## Vorliegender Text:
——
Journalistin Ceylan Şahinli von „Propaganda“-Vorwurf freigesprochen

Die kurdische Journalistin Ceylan Şahinli ist in Ankara vom Vorwurf der „Terrorpropaganda“ freigesprochen worden. In einem anderen Verfahren drohen der MA-Reporterin bis zu 15 Jahre türkischer Knast.

Die kurdische Journalistin Ceylan Şahinli ist in Ankara vom Vorwurf der „Terrorpropaganda“ freigesprochen worden. Ein Strafgericht in der türkischen Hauptstadt entschied am Montag, dass die Anklage keine überzeugenden Beweise dafür vorlegen konnte, die Korrespondentin der Nachrichtenagentur Mezopotamya (MA) gemäß Artikel 7(2) des Anti-Terror-Gesetzes Nr. 3713 zu verurteilen. Das Verfahren sei mit einem Freispruch abzuschließen. Die Staatsanwaltschaft hatte die Verhängung einer Strafe im oberen Bereich gefordert.
——
## Extrahierte Daten:
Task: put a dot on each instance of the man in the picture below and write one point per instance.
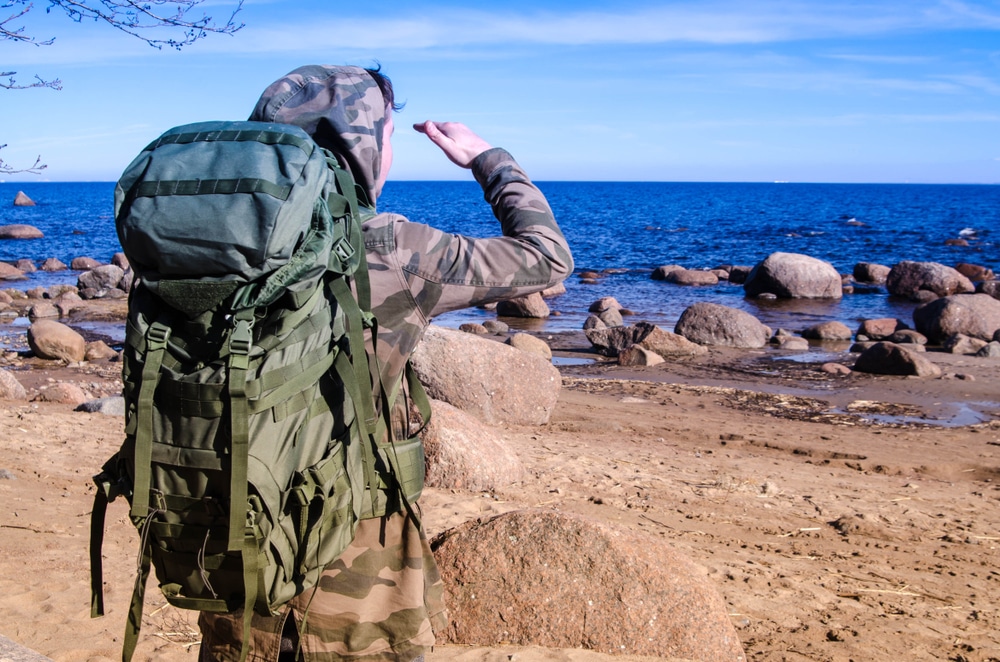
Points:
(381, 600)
——
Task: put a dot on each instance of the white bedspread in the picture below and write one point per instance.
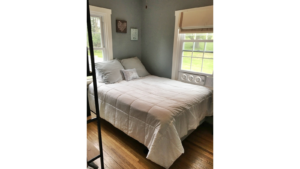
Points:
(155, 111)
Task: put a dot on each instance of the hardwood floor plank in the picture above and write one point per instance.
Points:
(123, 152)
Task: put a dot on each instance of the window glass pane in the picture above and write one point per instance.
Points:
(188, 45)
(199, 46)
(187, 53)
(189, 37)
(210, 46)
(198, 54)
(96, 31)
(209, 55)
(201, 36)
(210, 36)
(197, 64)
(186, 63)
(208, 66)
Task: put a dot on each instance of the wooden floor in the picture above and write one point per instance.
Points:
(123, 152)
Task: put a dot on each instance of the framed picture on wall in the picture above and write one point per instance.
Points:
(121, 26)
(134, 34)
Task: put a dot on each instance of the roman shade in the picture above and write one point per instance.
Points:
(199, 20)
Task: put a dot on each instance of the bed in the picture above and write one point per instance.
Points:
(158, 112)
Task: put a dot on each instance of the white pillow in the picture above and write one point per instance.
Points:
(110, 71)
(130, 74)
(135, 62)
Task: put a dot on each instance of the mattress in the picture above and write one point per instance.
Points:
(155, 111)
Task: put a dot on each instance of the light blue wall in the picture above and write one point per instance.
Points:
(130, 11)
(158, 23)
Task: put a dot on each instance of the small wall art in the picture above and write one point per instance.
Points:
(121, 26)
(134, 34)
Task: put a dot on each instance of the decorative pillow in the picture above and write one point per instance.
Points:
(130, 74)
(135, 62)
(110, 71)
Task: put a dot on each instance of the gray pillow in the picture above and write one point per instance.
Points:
——
## Übungsaufgaben:
A) Welche Strafe hatte die Staatsanwaltschaft laut dem Bericht über den Freispruch von Ceylan Şahinli gefordert?
B) Setze den Bericht über den Freispruch von Ceylan Şahinli fort.
Die Einträge stammen aus einer anderen Quelle.

## Deine Antworten:
A) Eine Strafe im oberen Bereich.

B)
Grundlage der Anklage gegen Şahinli sind Veranstaltungen und Twitter-Beiträge, die sie im Jahr 2017 besucht beziehungsweise verfasst haben soll. Damals arbeitete sie noch nicht als Journalistin. Bei den inkriminierten Handlungen geht es unter anderem um eine Protestkundgebung in Ankara, die im Frühjahr jenes Jahres aus Protest gegen Luftangriffe der Türkei gegen Şengal erfolgt war. Kaum war das ezidische Hauptsiedlungsgebiet im Nordwesten des Iraks von der Dschihadistenmiliz „Islamischer Staat“ (IS) gesäubert worden, hatte der türkische Staatsterror gegen die Region begonnen. Die erst Ende 2022 angenommene Anklageschrift gegen Şahinli stammt aus der Feder des Oberstaatsanwalts in Ankara, der auch die Klagen gegen die Ärztekammerpräsidentin Şebnem Korur Fincancı und die Dokumentarfilmerin Sibel Tekin verfasste.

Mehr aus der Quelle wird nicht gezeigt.